### WHAT IS REQUIRED
Write the data out again exactly, with no pictures.

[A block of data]
--------
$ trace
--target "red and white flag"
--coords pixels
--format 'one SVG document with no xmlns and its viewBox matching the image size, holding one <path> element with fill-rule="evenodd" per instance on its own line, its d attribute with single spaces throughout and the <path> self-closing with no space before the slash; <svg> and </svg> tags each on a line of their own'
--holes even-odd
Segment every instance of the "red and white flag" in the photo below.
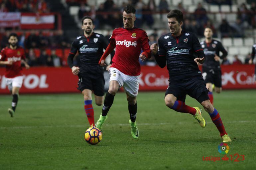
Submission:
<svg viewBox="0 0 256 170">
<path fill-rule="evenodd" d="M 52 14 L 22 13 L 21 29 L 54 29 L 55 18 Z"/>
</svg>

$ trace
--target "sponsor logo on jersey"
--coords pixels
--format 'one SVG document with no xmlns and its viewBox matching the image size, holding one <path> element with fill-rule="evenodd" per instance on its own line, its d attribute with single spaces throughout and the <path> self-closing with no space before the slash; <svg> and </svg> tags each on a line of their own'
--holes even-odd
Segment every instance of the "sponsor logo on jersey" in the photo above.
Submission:
<svg viewBox="0 0 256 170">
<path fill-rule="evenodd" d="M 175 50 L 177 48 L 176 47 L 174 47 L 170 50 L 167 51 L 167 53 L 169 56 L 174 55 L 176 54 L 188 54 L 189 52 L 190 49 L 180 49 L 179 50 Z"/>
<path fill-rule="evenodd" d="M 132 34 L 132 38 L 136 38 L 136 35 L 137 34 L 136 34 L 136 33 L 135 32 L 133 32 Z"/>
<path fill-rule="evenodd" d="M 126 47 L 129 47 L 130 46 L 136 47 L 137 46 L 137 42 L 126 41 L 126 40 L 125 39 L 124 41 L 116 41 L 116 45 L 124 45 Z"/>
<path fill-rule="evenodd" d="M 98 48 L 85 48 L 88 45 L 84 45 L 82 47 L 79 49 L 79 51 L 81 53 L 93 53 L 97 52 Z"/>
<path fill-rule="evenodd" d="M 12 61 L 14 62 L 16 62 L 21 60 L 21 58 L 20 57 L 16 57 L 14 56 L 12 57 L 10 57 L 7 59 L 8 61 Z"/>
<path fill-rule="evenodd" d="M 170 37 L 170 36 L 168 36 L 168 35 L 166 35 L 166 36 L 165 36 L 165 37 L 164 37 L 164 38 L 165 39 L 167 39 L 169 38 L 169 37 Z"/>
</svg>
--------
### RESULT OF THIS TASK
$ trace
--target "red and white flag"
--coords pixels
--format 'one SVG document with no xmlns and its viewBox matching the image size, holding one <path> element with fill-rule="evenodd" per instance on its own line, its d attribute with single spaces throughout and the <path> self-closing with no space before the slash; <svg> and </svg> tags each on a line of their own'
--holes even-odd
Segment every instance of the "red and white flag" in the photo below.
Submission:
<svg viewBox="0 0 256 170">
<path fill-rule="evenodd" d="M 52 14 L 22 13 L 21 29 L 54 29 L 55 18 Z"/>
</svg>

$ trace
--target "sponsor logo on jersey"
--coords pixels
--format 'one SVG document with no xmlns and its viewBox matching the image size, holding one <path> element with fill-rule="evenodd" per instance on its own line, its d attribute with single spaces throughout and the <path> self-closing with no space before the slash; <svg> and </svg> tags each on a line of their own'
--holes even-odd
Segment every instance of the "sponsor logo on jersey" in the photo above.
Submission:
<svg viewBox="0 0 256 170">
<path fill-rule="evenodd" d="M 175 50 L 177 48 L 176 47 L 174 47 L 170 50 L 167 51 L 167 53 L 169 56 L 174 55 L 176 54 L 188 54 L 189 52 L 190 49 L 180 49 L 179 50 Z"/>
<path fill-rule="evenodd" d="M 132 34 L 132 38 L 136 38 L 136 35 L 137 34 L 136 34 L 136 33 L 135 32 L 133 32 Z"/>
<path fill-rule="evenodd" d="M 126 47 L 129 47 L 130 46 L 136 47 L 137 46 L 137 42 L 126 41 L 126 40 L 125 39 L 124 41 L 116 41 L 116 45 L 124 45 Z"/>
<path fill-rule="evenodd" d="M 98 48 L 85 48 L 88 45 L 84 45 L 82 47 L 79 49 L 79 51 L 81 53 L 93 53 L 97 52 Z"/>
<path fill-rule="evenodd" d="M 12 61 L 14 62 L 16 62 L 21 60 L 21 58 L 20 57 L 16 57 L 14 56 L 12 57 L 10 57 L 7 59 L 8 61 Z"/>
<path fill-rule="evenodd" d="M 170 37 L 170 36 L 168 36 L 168 35 L 166 35 L 166 36 L 165 36 L 165 37 L 164 37 L 164 38 L 165 39 L 167 39 L 169 38 L 169 37 Z"/>
</svg>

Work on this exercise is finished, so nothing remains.